Text section below:

Modern Misfits: Aggro

Anthony kicks off his series focusing on Modern by discussing a few of the different aggro decks that exist and what could be done to improve them.

Modern has long been the "black sheep" format of Magic. It was the format that was only really played because people had to play it. Some even touted the overall redundancy of the existing decks, claiming that you’re either playing a bunch of "good stuff" or an over-the-top combo or interaction.

For others, however, it was a builder’s paradise.

Modern quickly became my favorite format because of how unrestrictive the card pool is compared to Legacy. While there are more actual cards in Legacy, many of them are deemed unplayable due to something that I like to call the "nope" factor. Cards like Force of Will and Show and Tell, Daze and Wasteland, while all essential to the relative stability and health of the format, are also things that keep many potential ideas suppressed. While this isn’t necessarily a bad thing, it’s not something I prefer when going about a format. I’m all about having the freedom to play what one desires within reasonable self-limits, not the limits of outside factors.

End of Text section.

**Check your understanding:**
[A] List every Magic card the Modern aggro article names.
[B] Reproduce the part of the Modern aggro article that opens with the words containing "Modern Misfits: Aggro" and closes with "a builder’s paradise.".
[C] Write the next part of the article on Modern aggro decks, picking up after its last sentence.

Extracted material below:

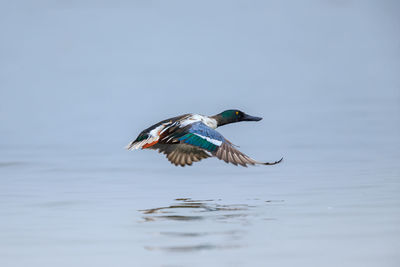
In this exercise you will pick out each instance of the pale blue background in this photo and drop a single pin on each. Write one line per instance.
(80, 79)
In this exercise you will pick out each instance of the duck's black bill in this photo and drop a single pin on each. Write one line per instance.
(250, 118)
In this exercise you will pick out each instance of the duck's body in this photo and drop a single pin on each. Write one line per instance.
(192, 137)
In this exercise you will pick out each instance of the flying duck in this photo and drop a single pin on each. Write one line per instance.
(192, 137)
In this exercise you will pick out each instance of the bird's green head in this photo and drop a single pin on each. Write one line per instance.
(233, 115)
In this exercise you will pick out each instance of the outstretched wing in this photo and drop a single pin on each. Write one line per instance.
(181, 154)
(203, 137)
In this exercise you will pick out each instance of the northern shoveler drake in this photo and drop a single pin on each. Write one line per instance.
(192, 137)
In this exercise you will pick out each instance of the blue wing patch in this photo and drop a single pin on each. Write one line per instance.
(202, 136)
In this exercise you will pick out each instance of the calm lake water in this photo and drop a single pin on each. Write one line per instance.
(79, 81)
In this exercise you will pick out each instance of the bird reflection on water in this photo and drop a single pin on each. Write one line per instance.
(228, 221)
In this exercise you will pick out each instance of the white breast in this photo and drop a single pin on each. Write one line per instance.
(204, 119)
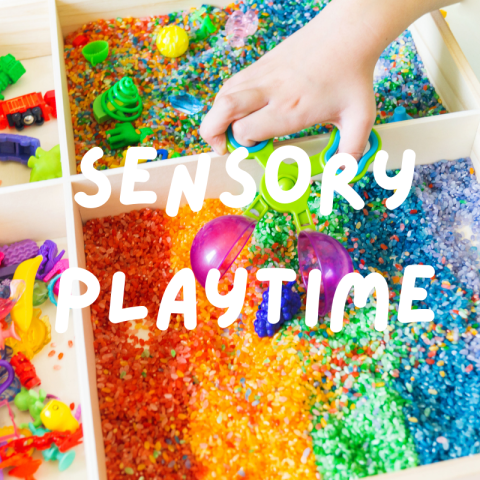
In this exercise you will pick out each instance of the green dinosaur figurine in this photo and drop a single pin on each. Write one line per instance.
(10, 71)
(45, 165)
(125, 135)
(33, 402)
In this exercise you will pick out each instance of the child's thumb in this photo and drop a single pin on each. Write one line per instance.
(354, 135)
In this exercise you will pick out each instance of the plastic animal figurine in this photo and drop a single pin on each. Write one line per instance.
(58, 417)
(125, 135)
(33, 402)
(10, 72)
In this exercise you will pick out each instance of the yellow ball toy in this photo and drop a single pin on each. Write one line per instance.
(172, 41)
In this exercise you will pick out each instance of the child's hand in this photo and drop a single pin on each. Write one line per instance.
(321, 74)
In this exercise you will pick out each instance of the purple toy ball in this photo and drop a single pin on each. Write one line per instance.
(218, 244)
(317, 250)
(10, 376)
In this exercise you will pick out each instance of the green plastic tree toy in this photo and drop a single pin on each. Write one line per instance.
(45, 165)
(125, 135)
(10, 71)
(33, 402)
(120, 102)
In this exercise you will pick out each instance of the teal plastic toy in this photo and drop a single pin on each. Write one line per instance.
(45, 165)
(125, 135)
(288, 175)
(33, 402)
(10, 72)
(53, 453)
(96, 52)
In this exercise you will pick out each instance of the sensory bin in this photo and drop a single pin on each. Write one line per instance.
(400, 78)
(305, 403)
(40, 415)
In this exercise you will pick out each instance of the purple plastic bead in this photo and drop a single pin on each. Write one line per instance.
(317, 250)
(218, 244)
(241, 25)
(17, 148)
(19, 252)
(50, 258)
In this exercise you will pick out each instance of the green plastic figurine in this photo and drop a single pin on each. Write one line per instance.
(125, 135)
(288, 175)
(206, 29)
(45, 165)
(120, 102)
(10, 71)
(33, 402)
(40, 293)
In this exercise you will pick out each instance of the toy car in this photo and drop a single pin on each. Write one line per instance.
(17, 148)
(30, 109)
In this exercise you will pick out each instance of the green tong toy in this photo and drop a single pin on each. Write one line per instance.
(288, 175)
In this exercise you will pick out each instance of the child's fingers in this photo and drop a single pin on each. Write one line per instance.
(263, 125)
(354, 134)
(225, 111)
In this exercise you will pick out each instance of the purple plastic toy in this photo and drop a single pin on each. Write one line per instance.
(218, 244)
(19, 252)
(17, 148)
(10, 377)
(241, 25)
(50, 258)
(317, 250)
(221, 240)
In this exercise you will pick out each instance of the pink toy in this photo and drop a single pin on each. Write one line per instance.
(241, 25)
(19, 252)
(17, 287)
(59, 267)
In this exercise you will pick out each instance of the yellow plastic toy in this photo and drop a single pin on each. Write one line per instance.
(58, 417)
(22, 312)
(172, 41)
(35, 338)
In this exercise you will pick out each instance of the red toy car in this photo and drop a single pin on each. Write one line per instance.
(31, 109)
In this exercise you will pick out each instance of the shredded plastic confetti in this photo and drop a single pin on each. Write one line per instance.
(305, 403)
(400, 77)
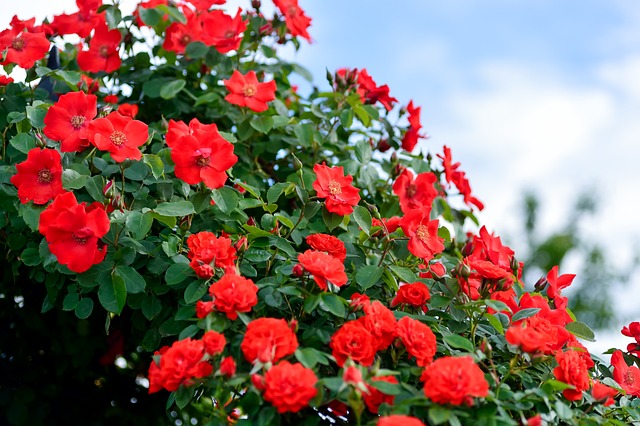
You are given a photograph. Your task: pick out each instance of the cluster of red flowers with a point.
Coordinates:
(188, 360)
(200, 153)
(332, 185)
(214, 28)
(73, 231)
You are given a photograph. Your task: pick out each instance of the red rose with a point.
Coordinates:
(399, 420)
(201, 155)
(247, 91)
(454, 380)
(381, 323)
(424, 241)
(415, 294)
(228, 367)
(207, 248)
(73, 231)
(295, 19)
(332, 185)
(268, 340)
(233, 294)
(323, 268)
(418, 339)
(214, 342)
(354, 341)
(222, 31)
(39, 177)
(120, 135)
(329, 244)
(103, 51)
(627, 377)
(572, 370)
(179, 365)
(67, 120)
(374, 398)
(289, 387)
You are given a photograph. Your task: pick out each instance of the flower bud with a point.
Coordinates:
(297, 270)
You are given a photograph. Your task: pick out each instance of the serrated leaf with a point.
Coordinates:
(113, 294)
(134, 282)
(155, 163)
(138, 224)
(367, 276)
(175, 209)
(84, 308)
(459, 342)
(524, 313)
(195, 291)
(332, 303)
(225, 198)
(363, 218)
(177, 273)
(581, 330)
(172, 88)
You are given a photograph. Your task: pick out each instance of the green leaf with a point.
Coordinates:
(524, 313)
(84, 308)
(155, 163)
(73, 180)
(386, 387)
(177, 273)
(439, 415)
(363, 218)
(172, 88)
(151, 306)
(195, 291)
(225, 198)
(332, 220)
(138, 224)
(30, 257)
(276, 191)
(459, 342)
(113, 295)
(134, 282)
(367, 276)
(262, 123)
(405, 274)
(175, 209)
(196, 50)
(581, 330)
(334, 304)
(23, 142)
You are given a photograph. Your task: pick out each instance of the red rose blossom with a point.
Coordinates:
(268, 340)
(295, 19)
(73, 231)
(120, 135)
(329, 244)
(331, 184)
(354, 341)
(324, 268)
(247, 91)
(454, 380)
(374, 398)
(68, 119)
(39, 177)
(572, 370)
(233, 294)
(289, 387)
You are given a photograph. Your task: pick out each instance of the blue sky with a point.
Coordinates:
(529, 94)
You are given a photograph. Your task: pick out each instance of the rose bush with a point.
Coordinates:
(263, 256)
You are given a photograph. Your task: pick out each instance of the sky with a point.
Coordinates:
(534, 95)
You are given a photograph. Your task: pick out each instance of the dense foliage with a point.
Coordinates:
(260, 256)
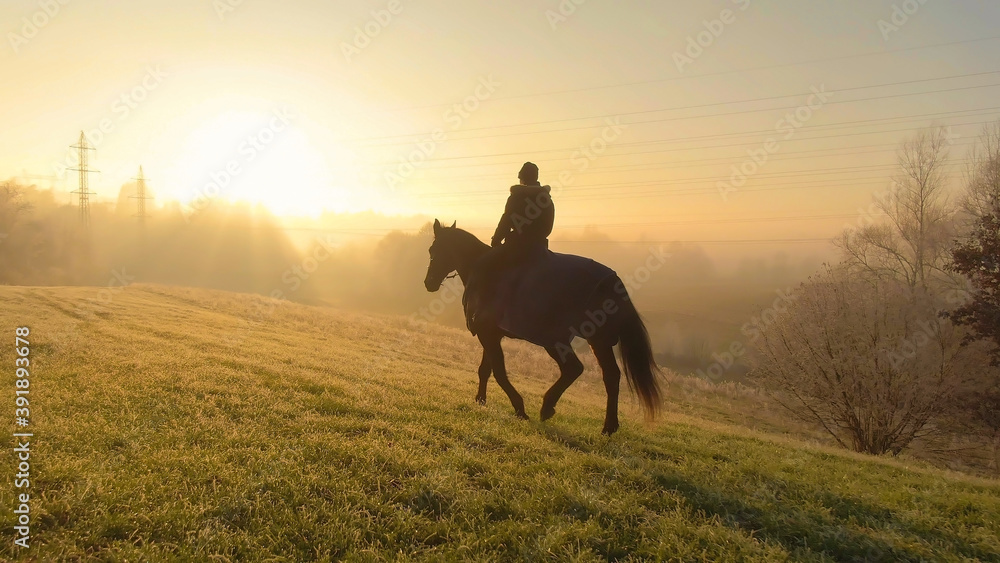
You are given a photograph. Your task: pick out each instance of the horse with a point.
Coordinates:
(606, 317)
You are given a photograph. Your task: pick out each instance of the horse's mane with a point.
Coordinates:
(467, 238)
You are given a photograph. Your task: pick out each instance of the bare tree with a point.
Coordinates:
(912, 244)
(865, 357)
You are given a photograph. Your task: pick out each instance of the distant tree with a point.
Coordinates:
(13, 208)
(865, 357)
(912, 244)
(978, 259)
(982, 195)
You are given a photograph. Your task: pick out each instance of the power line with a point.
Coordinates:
(699, 106)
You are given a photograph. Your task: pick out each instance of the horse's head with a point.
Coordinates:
(444, 256)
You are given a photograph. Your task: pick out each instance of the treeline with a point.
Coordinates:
(898, 341)
(234, 247)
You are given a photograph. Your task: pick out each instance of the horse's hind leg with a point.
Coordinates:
(605, 354)
(570, 369)
(494, 353)
(484, 377)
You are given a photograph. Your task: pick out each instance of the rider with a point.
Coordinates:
(522, 232)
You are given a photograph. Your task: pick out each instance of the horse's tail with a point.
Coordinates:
(641, 370)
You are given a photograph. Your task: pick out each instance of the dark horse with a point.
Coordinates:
(611, 316)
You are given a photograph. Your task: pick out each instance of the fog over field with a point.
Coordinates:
(559, 280)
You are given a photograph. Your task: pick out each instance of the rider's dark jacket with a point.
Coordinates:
(527, 218)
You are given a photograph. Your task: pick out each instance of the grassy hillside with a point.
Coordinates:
(177, 424)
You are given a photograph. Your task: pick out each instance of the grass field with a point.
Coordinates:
(175, 424)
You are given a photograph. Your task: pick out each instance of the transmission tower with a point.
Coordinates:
(84, 191)
(141, 196)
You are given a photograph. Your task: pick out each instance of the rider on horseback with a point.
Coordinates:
(522, 233)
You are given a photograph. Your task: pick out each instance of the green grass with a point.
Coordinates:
(314, 434)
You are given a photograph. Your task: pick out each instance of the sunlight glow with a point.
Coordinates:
(257, 158)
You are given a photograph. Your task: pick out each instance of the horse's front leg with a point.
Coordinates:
(490, 339)
(485, 369)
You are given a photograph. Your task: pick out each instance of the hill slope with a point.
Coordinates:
(188, 424)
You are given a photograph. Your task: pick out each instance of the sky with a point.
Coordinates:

End of Extracted material.

**Responses:**
[A] Force of Will, Show and Tell, Daze, Wasteland

[B]
Modern Misfits: Aggro

Anthony kicks off his series focusing on Modern by discussing a few of the different aggro decks that exist and what could be done to improve them.

Modern has long been the "black sheep" format of Magic. It was the format that was only really played because people had to play it. Some even touted the overall redundancy of the existing decks, claiming that you’re either playing a bunch of "good stuff" or an over-the-top combo or interaction.

For others, however, it was a builder’s paradise.

[C]
In this series, I will explore some of the lesser known and more interesting decks, variants, and builds of Modern and look into potential additions and tweaks in an attempt to make them better while also opening up the possibilities for those looking to get into the format, displaying the sheer amount of options established archetypes have, and showing just how open and diverse the format can really be.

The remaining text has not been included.